## TASK A:
In the article about Trump preparing for a Mueller interview, the ousting of which two officials does the special counsel want to ask the president about?
## TASK B:
Continue the article about Trump preparing for a Mueller interview, starting after its last sentence.

## EXTRACT:

"""

Report: Trump readies for Mueller interview

Special counsel already spoke with Comey, Sessions

U.S. President Donald Trump sits at his desk after signing directives to impose tariffs on imported washing machines and solar panels in the Oval Office at the White House in Washington, U.S., January 23, 2018.  REUTERS/Jonathan Ernst
U.S. President Donald Trump sits at his desk after signing directives to impose tariffs on imported washing machines and solar panels in the Oval Office at the White House in Washington, U.S., January 23, 2018. REUTERS/Jonathan Ernst

WASHINGTON — Special counsel Robert Mueller III is seeking to question President Donald Trump in the coming weeks about his decisions to oust national security adviser Michael Flynn and FBI Director James Comey, according to two people familiar with his plans.

Mueller’s interest in the events that led Trump to push out Flynn and Comey indicates his investigation is scrutinizing possible efforts by the president or others to hamper the probe.

"""

(Extracted records)
"""

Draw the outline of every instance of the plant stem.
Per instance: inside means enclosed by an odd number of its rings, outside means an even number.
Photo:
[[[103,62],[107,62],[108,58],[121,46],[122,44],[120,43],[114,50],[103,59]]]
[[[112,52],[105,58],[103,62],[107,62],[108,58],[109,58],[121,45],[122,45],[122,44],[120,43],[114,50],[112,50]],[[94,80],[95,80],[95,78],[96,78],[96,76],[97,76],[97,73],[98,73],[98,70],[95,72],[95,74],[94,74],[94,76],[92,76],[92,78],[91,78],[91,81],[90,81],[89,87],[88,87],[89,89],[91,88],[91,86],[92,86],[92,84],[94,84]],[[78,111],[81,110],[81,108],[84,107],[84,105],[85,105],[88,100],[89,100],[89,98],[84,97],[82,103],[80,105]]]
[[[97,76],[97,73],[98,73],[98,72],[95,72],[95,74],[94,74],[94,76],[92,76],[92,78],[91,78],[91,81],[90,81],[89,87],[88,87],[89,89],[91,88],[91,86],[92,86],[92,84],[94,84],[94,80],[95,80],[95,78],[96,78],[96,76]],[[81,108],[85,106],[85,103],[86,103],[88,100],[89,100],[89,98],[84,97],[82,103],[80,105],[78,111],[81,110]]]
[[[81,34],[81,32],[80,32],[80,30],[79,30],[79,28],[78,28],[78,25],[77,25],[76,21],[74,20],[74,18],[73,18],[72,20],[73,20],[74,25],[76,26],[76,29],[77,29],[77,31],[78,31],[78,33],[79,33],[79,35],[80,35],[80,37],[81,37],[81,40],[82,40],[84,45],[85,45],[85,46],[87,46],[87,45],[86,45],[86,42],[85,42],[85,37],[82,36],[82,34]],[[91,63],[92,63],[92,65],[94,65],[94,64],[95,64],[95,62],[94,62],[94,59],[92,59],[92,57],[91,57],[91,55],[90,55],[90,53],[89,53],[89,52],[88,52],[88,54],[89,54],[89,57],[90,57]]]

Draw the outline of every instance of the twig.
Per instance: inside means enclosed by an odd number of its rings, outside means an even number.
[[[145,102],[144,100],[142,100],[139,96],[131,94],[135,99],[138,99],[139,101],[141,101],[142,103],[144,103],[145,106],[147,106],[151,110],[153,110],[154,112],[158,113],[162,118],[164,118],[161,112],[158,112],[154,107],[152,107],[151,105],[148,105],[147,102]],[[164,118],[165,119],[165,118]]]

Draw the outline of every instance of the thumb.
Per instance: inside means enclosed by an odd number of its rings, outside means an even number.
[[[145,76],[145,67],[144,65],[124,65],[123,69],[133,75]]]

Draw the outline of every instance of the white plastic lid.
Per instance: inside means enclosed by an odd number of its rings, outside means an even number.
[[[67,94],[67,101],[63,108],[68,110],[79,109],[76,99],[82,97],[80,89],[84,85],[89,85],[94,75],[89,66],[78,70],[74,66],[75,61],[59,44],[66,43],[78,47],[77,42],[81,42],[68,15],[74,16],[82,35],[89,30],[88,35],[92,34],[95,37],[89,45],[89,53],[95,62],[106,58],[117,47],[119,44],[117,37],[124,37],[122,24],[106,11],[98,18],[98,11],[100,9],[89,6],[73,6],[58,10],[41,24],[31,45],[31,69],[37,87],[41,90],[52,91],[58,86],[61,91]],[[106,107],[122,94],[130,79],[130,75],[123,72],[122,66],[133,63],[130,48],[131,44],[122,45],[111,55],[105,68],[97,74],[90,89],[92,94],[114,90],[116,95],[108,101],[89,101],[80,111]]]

"""

## FINAL ANSWER A:
National security adviser Michael Flynn and FBI Director James Comey.

## FINAL ANSWER B:
Discussions about a Trump interview come amid a broader inquiry into Russia’s interference in the 2016 election, a wide-ranging investigation that has led to criminal charges against four former Trump advisers.

Mueller now appears to be turning his attention to Trump and key witnesses in his inner circle, raising the pressure on the White House as the administration enters its second year.

Last week, Attorney General Jeff Sessions was interviewed for several hours by special counsel investigators, according to Justice Department officials. He is the first member of Trump’s Cabinet to be questioned in the probe.

Months ago, the special counsel’s office also briefly interviewed Comey, who at the time vouched for the memos he wrote about private conversations he had with the president, according to people familiar with the matter.

Trump’s attorneys have crafted some negotiating terms for the president’s interview with Mueller’s team, and they could be presented to the special counsel next week, according to the two people.


Trump’s legal team hopes to provide the president’s testimony in a hybrid form — answering some questions in a face-to-face interview and others in writing.

A spokesman for the special counsel’s office declined to comment. Two attorneys for Trump also declined comment.

Sitting presidents have been interviewed by prosecutors before, though courts have urged government investigators to seek interviews only when they cannot get relevant information another way.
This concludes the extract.